> What is being asked: Reproduce the listing below word for word, including every line of it.

** begin Excerpted data **

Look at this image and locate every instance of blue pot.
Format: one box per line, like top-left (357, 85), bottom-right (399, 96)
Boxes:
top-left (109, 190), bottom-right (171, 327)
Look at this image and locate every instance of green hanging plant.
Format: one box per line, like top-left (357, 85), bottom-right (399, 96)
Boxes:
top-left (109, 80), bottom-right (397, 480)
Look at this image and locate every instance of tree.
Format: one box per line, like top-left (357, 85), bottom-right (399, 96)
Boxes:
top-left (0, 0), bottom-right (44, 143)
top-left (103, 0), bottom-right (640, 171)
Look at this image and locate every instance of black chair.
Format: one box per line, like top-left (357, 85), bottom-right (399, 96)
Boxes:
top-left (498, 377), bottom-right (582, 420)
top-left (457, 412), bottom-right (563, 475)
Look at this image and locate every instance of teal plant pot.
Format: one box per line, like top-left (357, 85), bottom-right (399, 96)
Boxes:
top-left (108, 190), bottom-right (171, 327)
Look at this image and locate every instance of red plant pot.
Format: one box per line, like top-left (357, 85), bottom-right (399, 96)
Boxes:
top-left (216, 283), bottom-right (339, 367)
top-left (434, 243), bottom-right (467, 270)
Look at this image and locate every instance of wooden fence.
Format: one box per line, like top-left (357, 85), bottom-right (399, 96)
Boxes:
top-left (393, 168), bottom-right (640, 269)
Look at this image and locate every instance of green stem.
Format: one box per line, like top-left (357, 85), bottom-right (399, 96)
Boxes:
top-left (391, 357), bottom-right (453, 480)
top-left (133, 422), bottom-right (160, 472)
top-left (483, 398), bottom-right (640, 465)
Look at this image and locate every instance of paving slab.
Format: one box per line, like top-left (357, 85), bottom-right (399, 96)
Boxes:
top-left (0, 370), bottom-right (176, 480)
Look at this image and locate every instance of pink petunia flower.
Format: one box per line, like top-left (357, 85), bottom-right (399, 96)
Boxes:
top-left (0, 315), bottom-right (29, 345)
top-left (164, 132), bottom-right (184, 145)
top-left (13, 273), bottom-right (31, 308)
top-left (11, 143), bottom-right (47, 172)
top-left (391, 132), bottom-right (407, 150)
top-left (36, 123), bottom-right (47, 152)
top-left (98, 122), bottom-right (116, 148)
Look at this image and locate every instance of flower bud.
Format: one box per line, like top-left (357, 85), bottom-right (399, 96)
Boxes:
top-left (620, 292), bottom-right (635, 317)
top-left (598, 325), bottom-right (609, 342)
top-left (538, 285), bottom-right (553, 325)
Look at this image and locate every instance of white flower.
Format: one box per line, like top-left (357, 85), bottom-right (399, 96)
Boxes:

** end Excerpted data **

> The completed task:
Look at this image and locate every instance of blue pot.
Format: one box per line, like top-left (357, 85), bottom-right (399, 96)
Boxes:
top-left (109, 190), bottom-right (171, 327)
Look at this image and locate every instance of green hanging plant.
Format: one box per line, like top-left (357, 85), bottom-right (399, 96)
Boxes:
top-left (109, 80), bottom-right (397, 480)
Look at this image and locate every instance of tree.
Format: one box per line, like top-left (357, 85), bottom-right (399, 96)
Boxes:
top-left (0, 0), bottom-right (44, 143)
top-left (103, 0), bottom-right (640, 171)
Look at this image and locate every instance of black chair.
Format: one box per line, like top-left (357, 85), bottom-right (399, 96)
Boxes:
top-left (498, 377), bottom-right (582, 420)
top-left (457, 412), bottom-right (563, 475)
Look at this image and locate every instance of teal plant pot.
Format: one box per line, like top-left (357, 85), bottom-right (399, 96)
Boxes:
top-left (108, 190), bottom-right (171, 327)
Look at this image and locate every instance of red plant pot.
Format: one box per line, like top-left (357, 85), bottom-right (399, 96)
Boxes:
top-left (216, 283), bottom-right (339, 367)
top-left (434, 243), bottom-right (467, 270)
Look at this image and locate every instance of wooden fence.
Format: one box per line, like top-left (357, 85), bottom-right (399, 96)
Boxes:
top-left (393, 168), bottom-right (640, 269)
Look at this image and locate every instance of green stem.
Format: one box per line, like top-left (357, 85), bottom-right (399, 96)
Boxes:
top-left (391, 357), bottom-right (453, 480)
top-left (133, 422), bottom-right (160, 472)
top-left (483, 398), bottom-right (640, 465)
Look at this image and locate every instance of paving slab.
Format: one box per line, like top-left (357, 85), bottom-right (399, 96)
Boxes:
top-left (0, 370), bottom-right (176, 480)
Look at this image and locate every instance of pink petunia flower.
Format: one box per line, like top-left (357, 85), bottom-right (399, 96)
Boxes:
top-left (0, 315), bottom-right (29, 345)
top-left (164, 132), bottom-right (184, 145)
top-left (13, 273), bottom-right (31, 308)
top-left (11, 143), bottom-right (47, 172)
top-left (391, 132), bottom-right (407, 150)
top-left (36, 123), bottom-right (47, 152)
top-left (98, 122), bottom-right (116, 148)
Look at this image and locate every instance of flower bud.
Format: one box per line, like top-left (357, 85), bottom-right (399, 96)
Boxes:
top-left (620, 292), bottom-right (635, 317)
top-left (598, 325), bottom-right (609, 342)
top-left (538, 285), bottom-right (553, 325)
Look at this image and locate every instance of white flower.
Format: one box per line, like top-left (357, 85), bottom-right (399, 96)
Boxes:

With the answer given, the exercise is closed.